──────── Lesetext
Doch in Bremen sieht man das anders. Die sozialpolitische Sprecherin der Grünen-Fraktion in der bremischen Bürgerschaft, Susanne Wendland, sagt, sie halte die Kostenübernahme für Geringverdiener und Arbeitslose zwar für wünschenswert, sehe aber nicht, wie das finanziert werden solle. Und der Sprecher der Sozialsenatorin verweist darauf, dass es rechtliche Bedenken gebe. Schließlich seien Kosten für Verhütungsmittel bereits in dem Regelsatz enthalten, den Arbeitslose vom Jobcenter bekommen. 15 Euro sind darin für "Gesundheitspflege" vorgesehen. Deshalb, so Schneider, könne es theoretisch sein, dass das Geld für die Pille wieder an anderer Stelle abgezogen würde.
────────────────
──────── Einträge
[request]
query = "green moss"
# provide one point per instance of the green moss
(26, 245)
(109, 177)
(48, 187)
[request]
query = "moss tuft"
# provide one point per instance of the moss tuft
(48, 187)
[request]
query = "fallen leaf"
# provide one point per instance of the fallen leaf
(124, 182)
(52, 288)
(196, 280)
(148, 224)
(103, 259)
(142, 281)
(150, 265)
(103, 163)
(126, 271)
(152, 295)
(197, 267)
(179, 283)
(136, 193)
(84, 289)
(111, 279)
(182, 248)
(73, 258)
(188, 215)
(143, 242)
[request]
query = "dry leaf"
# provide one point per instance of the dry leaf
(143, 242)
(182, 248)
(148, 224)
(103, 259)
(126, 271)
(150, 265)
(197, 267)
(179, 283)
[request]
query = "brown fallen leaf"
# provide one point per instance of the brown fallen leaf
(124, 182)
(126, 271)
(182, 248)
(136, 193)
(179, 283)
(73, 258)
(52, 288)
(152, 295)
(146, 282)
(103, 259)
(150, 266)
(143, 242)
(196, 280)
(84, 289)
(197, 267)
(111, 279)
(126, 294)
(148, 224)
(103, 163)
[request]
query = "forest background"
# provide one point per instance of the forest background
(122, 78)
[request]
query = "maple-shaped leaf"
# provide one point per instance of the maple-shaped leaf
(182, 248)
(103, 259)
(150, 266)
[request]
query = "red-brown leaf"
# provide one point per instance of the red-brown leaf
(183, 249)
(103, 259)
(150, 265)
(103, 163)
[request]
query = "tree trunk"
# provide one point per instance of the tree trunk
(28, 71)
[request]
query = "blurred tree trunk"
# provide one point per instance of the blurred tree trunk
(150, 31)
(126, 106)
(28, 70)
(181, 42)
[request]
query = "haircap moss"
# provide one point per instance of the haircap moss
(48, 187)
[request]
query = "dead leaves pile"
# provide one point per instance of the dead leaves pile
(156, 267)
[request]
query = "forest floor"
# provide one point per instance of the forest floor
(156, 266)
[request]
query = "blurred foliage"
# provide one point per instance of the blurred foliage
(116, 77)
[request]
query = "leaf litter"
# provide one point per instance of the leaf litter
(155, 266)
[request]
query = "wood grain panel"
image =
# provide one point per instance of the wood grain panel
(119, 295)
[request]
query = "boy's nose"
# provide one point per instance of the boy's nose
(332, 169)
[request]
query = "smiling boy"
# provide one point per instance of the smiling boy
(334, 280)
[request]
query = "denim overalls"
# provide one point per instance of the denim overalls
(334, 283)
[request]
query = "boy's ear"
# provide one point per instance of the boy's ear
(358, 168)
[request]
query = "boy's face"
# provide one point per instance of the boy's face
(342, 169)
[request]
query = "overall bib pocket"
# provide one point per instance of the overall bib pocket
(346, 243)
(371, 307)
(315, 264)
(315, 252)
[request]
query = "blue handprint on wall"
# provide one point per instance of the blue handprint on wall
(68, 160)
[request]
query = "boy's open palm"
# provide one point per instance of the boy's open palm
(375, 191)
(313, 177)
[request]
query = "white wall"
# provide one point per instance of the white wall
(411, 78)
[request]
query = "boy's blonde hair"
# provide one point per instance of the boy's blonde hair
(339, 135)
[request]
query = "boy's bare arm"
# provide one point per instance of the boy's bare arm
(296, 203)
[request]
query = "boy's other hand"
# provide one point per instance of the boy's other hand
────────────────
#### Aufgaben:
**a)** Welcher Betrag ist laut dem Text über die Verhütungskosten in Bremen im Regelsatz für "Gesundheitspflege" vorgesehen?
**b)** Fasse den Absatz des Textes über die Verhütungskosten in Bremen, der mit "Doch in Bremen sieht man das anders" beginnt, als kurze Liste zusammen und behalte dabei die wichtigsten Fakten.
**c)** Greif den Text über die Verhütungskosten in Bremen nach seinem letzten Satz auf und schreib ihn weiter.
Die Auflistung wird zur Bearbeitung nicht gebraucht.

#### Die Lösungen:
**a)** 15 Euro.

**b)**
- In Bremen wird das anders gesehen.
- Susanne Wendland, sozialpolitische Sprecherin der Grünen-Fraktion in der Bürgerschaft, hält die Kostenübernahme für Geringverdiener und Arbeitslose für wünschenswert, sieht aber keine Finanzierung.
- Der Sprecher der Sozialsenatorin nennt rechtliche Bedenken, weil Verhütungskosten schon im Regelsatz vom Jobcenter enthalten sind. Darin sind 15 Euro für "Gesundheitspflege" vorgesehen.
- Deshalb könnte das Geld für die Pille theoretisch an anderer Stelle wieder abgezogen werden.

**c)**
Die rot-grüne Vorgängerregierung in Bremen hatte daher versucht, auf Bundesebene eine Lösung zu finden, war damit aber an der schwarz-gelben Bundesregierung gescheitert, die den Regelsatz nicht anheben will. Erfolglos war auch ein Vorstoß, die Krankenkassen zu einer Kostenübernahme zu bewegen. Diese zahlen weiterhin nur Kontrazeptiva für Frauen bis 20 Jahre.

Annegret Siebe von Pro Familia ärgert sich darüber, dass es an der Finanzierung scheitern soll. "Es gibt ein UN-Recht auf selbstbestimmte Sexualität und Reproduktion." Doch in Deutschland denke man dabei nur an Entwicklungsländer.